Direction: Reproduce word for word the portion of the fountain pen passage that begins with the words containing "The Leverless has" and ends with "strong and durable.".

The Onoto plunger filling system remains one of the cleanest and most efficient to this day. Onoto nibs are a delight. The pen was made in many styles and patterns over the years, so there’s something for everyone. The manufacturing quality is always impeccable. The Onoto is one of the best pens ever made and if you will forgive my own personal bias, THE best!

Mabie Todd’s Swan Leverless

Mabie Todd’s Swan Leverless pens have a poor reputation in some quarters, due not to any intrinsic fault of the pens, but because they have been incompetently re-sacced. The bar in a Leverless does not flatten the sac as does the pressure bar in a lever or button filler. It entangles the sac and compresses it with a “wringing out” action. For this to work well – or indeed at all – the sac has to pretty well fill the barrel. As many Leverlesses have a comparatively small nipple, a necked sac is often needed. Re-sacced properly, a Leverless will hold a good quantity of ink. It is true that it holds less than a similar-sized lever-filler, but it will still hold a lot more than, for instance, a modern international cartridge. You’ll get quite a few pages from it.

The unskilled repairer fits a comparatively slender sac, as he would in a conventional lever or button filler, and the entangling bar compresses the sac poorly, or just rotates around it without compressing it at all. As you might imagine, fitting a sac that fills the barrel is nowhere near as straightforward, and a different method has to be used.

The Leverless has the advantage that it is one of the easiest pens to fill. Simply place the pen in the ink, rotate the turn-button anti-clockwise, then clockwise, give it a few seconds to complete filling and you’re done, and it’s all carried out at the end of the pen away from that messy ink-bottle. In addition, though there were economy Leverlesses, most were designed to be prestige pens, with two or three cap rings and the No 4 or larger nibs. They were the most successful Swan range for decades, and as long as there were skilled repairers to fit new sacs they gave no trouble as the design is strong and durable.

Conway Stewart Conundrums

Like many another pen topic, Conway Stewart is too large a subject to be covered in one post, but it’s always a pleasure to write about this company which produced perhaps a more varied range of colourful pens than any other.

Data excerpt:

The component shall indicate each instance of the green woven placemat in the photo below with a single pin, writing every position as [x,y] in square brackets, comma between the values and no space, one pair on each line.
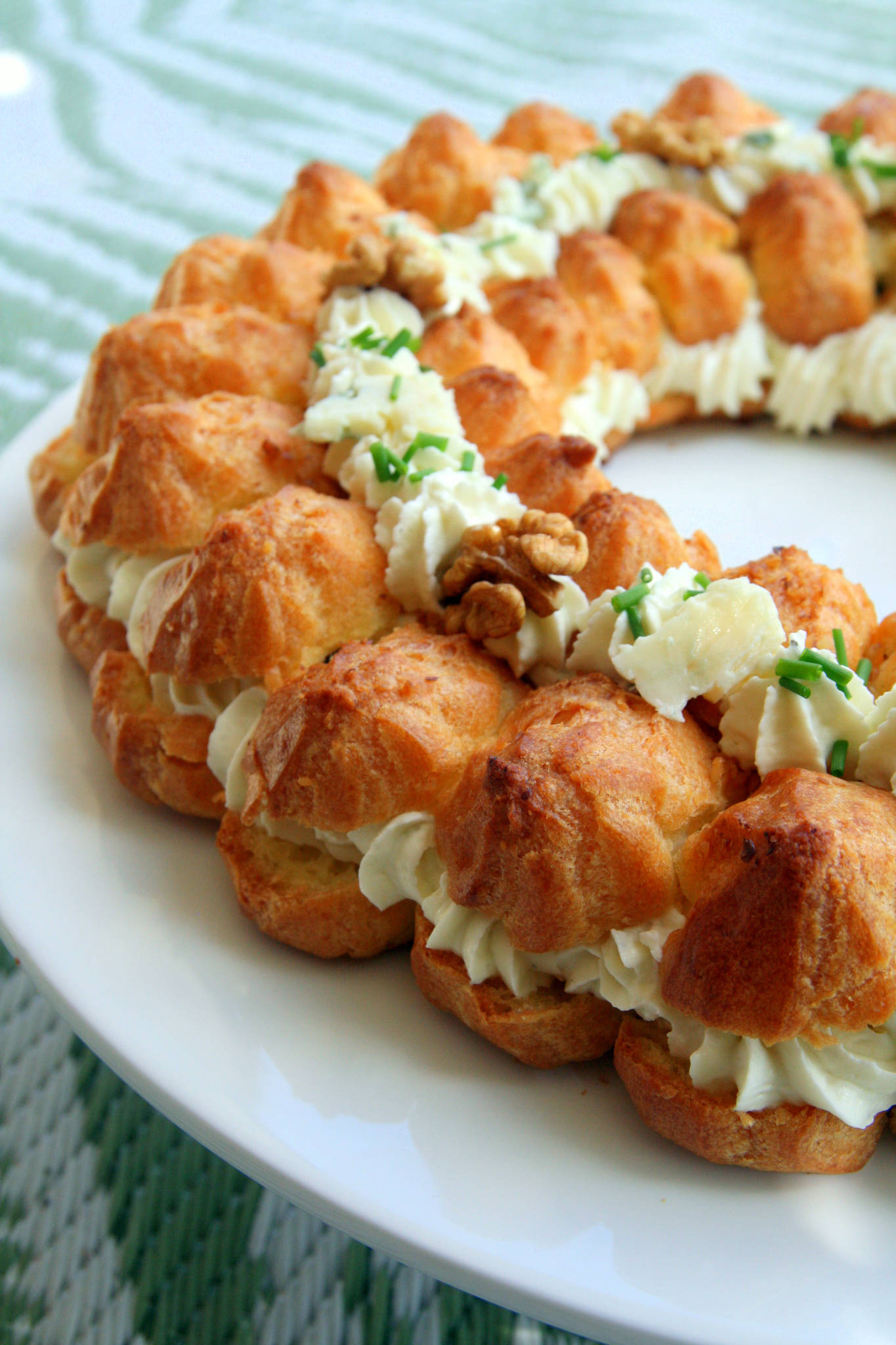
[116,1227]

The solution:
The Leverless has the advantage that it is one of the easiest pens to fill. Simply place the pen in the ink, rotate the turn-button anti-clockwise, then clockwise, give it a few seconds to complete filling and you’re done, and it’s all carried out at the end of the pen away from that messy ink-bottle. In addition, though there were economy Leverlesses, most were designed to be prestige pens, with two or three cap rings and the No 4 or larger nibs. They were the most successful Swan range for decades, and as long as there were skilled repairers to fit new sacs they gave no trouble as the design is strong and durable.